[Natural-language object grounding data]
>>>>
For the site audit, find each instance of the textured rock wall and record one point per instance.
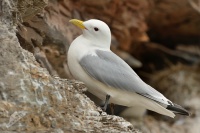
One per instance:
(33, 101)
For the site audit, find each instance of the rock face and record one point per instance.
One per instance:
(174, 21)
(33, 101)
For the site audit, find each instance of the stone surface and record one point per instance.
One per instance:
(33, 101)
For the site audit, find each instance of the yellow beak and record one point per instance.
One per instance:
(77, 23)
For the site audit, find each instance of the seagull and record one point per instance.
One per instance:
(107, 76)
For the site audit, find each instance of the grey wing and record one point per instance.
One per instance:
(111, 70)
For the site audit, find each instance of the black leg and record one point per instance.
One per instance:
(106, 102)
(112, 110)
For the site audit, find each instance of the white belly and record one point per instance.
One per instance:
(100, 90)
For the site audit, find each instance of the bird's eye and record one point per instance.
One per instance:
(96, 29)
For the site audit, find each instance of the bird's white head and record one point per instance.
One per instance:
(96, 31)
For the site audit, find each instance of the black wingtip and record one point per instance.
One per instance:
(177, 109)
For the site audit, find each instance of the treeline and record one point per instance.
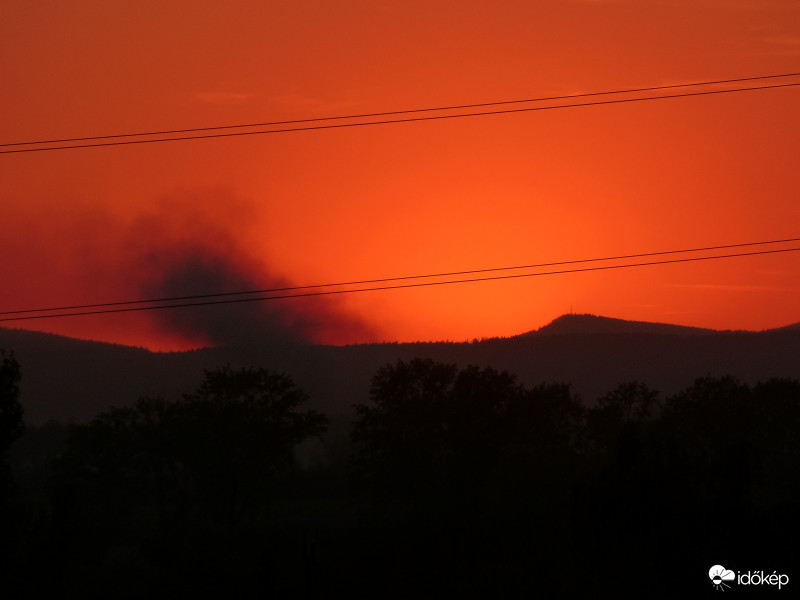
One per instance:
(456, 481)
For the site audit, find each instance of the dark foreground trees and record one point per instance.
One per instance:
(466, 483)
(172, 492)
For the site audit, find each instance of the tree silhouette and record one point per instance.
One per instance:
(11, 424)
(168, 484)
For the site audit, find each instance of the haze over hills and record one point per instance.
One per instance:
(72, 380)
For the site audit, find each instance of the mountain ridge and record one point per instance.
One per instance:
(73, 380)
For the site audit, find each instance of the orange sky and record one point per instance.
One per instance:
(107, 224)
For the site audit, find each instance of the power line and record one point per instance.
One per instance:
(400, 278)
(396, 121)
(403, 285)
(402, 112)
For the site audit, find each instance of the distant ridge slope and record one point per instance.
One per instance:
(571, 324)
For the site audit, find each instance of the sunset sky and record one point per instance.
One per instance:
(208, 216)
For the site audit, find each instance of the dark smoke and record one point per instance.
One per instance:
(204, 256)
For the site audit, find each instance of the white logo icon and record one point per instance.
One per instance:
(719, 575)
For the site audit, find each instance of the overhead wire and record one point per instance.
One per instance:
(119, 309)
(399, 278)
(387, 121)
(402, 112)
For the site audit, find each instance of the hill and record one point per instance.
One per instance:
(72, 380)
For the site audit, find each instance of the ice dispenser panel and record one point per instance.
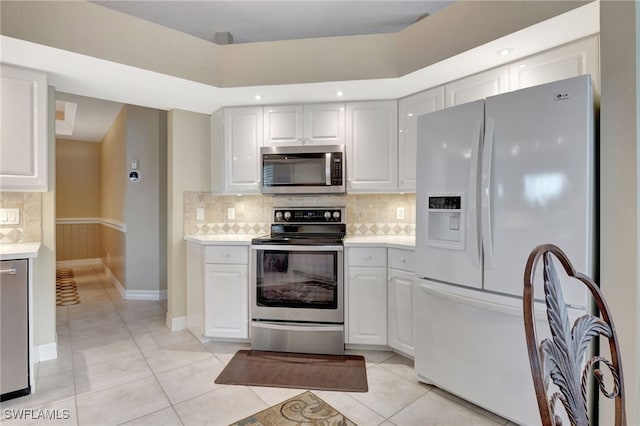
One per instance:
(445, 221)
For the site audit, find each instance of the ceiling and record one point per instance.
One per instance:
(76, 74)
(257, 21)
(245, 21)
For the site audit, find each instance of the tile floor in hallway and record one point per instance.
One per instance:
(119, 364)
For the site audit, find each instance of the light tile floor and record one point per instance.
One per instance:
(119, 364)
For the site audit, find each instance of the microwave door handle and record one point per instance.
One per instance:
(327, 168)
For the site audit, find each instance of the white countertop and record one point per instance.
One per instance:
(395, 241)
(221, 239)
(19, 251)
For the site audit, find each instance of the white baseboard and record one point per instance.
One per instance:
(145, 294)
(78, 262)
(176, 324)
(46, 352)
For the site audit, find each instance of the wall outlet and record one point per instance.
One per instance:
(9, 216)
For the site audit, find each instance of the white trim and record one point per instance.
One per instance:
(176, 324)
(145, 294)
(77, 221)
(115, 282)
(114, 224)
(118, 226)
(46, 352)
(79, 262)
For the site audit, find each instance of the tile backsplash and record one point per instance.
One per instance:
(366, 214)
(29, 228)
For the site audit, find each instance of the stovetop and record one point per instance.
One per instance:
(305, 226)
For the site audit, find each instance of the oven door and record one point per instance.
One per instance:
(297, 283)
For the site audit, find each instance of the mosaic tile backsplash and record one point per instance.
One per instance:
(366, 214)
(29, 228)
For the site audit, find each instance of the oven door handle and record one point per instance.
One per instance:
(296, 327)
(294, 247)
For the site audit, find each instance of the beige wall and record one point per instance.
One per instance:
(620, 187)
(113, 170)
(113, 174)
(77, 179)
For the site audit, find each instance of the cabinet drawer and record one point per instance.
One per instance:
(226, 254)
(402, 259)
(364, 256)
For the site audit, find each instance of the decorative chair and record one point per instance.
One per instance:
(563, 357)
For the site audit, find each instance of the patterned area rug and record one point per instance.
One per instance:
(305, 409)
(66, 289)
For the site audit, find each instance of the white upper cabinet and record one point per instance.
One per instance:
(372, 146)
(283, 125)
(324, 124)
(235, 165)
(313, 124)
(409, 109)
(23, 134)
(569, 60)
(477, 86)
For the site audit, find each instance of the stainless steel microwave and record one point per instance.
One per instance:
(314, 169)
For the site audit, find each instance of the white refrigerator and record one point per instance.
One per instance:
(495, 178)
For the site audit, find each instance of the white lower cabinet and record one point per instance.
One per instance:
(218, 291)
(226, 296)
(400, 300)
(367, 296)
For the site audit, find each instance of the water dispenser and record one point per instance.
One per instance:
(446, 221)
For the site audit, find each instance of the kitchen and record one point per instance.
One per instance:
(191, 175)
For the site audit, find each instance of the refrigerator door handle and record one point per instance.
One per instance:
(474, 229)
(487, 155)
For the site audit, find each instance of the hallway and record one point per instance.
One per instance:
(119, 364)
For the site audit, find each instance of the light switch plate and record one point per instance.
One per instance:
(9, 216)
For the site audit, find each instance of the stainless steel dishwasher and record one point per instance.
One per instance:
(14, 329)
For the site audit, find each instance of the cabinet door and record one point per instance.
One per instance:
(226, 301)
(409, 109)
(401, 311)
(23, 130)
(570, 60)
(372, 146)
(477, 86)
(242, 141)
(283, 125)
(367, 306)
(324, 124)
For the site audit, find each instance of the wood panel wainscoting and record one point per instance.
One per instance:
(78, 239)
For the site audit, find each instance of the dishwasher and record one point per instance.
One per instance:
(14, 329)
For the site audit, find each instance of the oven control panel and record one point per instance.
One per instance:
(306, 215)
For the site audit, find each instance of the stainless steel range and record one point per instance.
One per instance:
(297, 282)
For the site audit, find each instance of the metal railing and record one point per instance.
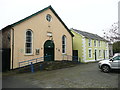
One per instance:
(73, 58)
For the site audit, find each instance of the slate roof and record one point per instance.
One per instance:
(49, 7)
(89, 35)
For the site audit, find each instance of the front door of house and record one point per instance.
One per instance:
(49, 51)
(95, 54)
(104, 54)
(75, 55)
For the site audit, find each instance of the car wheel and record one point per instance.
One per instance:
(105, 68)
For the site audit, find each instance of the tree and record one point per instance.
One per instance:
(112, 33)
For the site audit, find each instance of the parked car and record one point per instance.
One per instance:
(107, 65)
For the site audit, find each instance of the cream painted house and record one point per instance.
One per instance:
(38, 35)
(89, 47)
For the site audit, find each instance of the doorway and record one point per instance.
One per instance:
(75, 55)
(104, 54)
(5, 53)
(49, 50)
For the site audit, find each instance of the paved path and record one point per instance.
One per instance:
(81, 76)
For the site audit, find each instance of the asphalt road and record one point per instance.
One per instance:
(80, 76)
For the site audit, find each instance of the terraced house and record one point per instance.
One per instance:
(89, 47)
(41, 34)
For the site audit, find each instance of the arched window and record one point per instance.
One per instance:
(64, 44)
(28, 42)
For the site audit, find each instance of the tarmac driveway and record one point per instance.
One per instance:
(80, 76)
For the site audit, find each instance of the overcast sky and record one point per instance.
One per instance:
(86, 15)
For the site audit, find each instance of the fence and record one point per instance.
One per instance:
(73, 58)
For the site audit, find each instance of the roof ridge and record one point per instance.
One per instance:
(89, 35)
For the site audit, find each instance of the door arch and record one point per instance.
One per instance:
(49, 50)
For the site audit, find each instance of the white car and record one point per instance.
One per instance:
(107, 65)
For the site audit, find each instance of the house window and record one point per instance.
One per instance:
(63, 44)
(90, 53)
(28, 42)
(89, 42)
(100, 53)
(48, 17)
(95, 43)
(99, 43)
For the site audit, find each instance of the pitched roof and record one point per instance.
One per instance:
(89, 35)
(49, 7)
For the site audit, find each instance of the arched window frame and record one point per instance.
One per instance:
(26, 42)
(64, 42)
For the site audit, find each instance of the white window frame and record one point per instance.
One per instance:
(64, 44)
(48, 17)
(31, 42)
(90, 42)
(95, 44)
(100, 53)
(89, 53)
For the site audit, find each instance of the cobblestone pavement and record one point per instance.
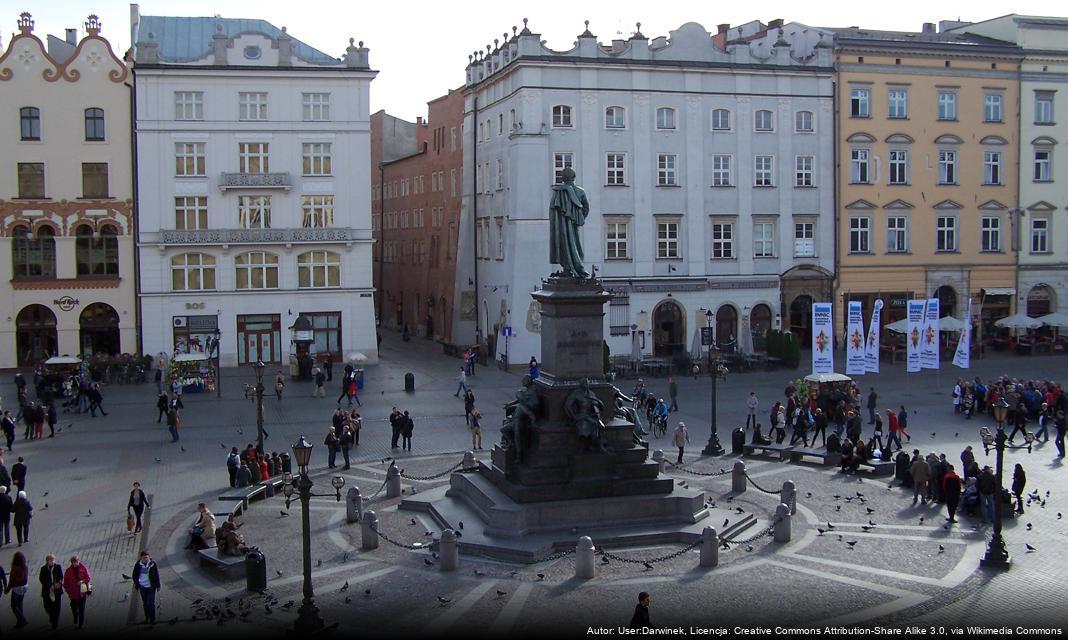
<<<<
The lines that mention the word "dark" should be pulled from the records above.

Solution to this problem:
For the site audit, find each instance of the dark foreground trees and record one point per instance.
For the site audit, find each instance of the dark smoke and record one point per instance.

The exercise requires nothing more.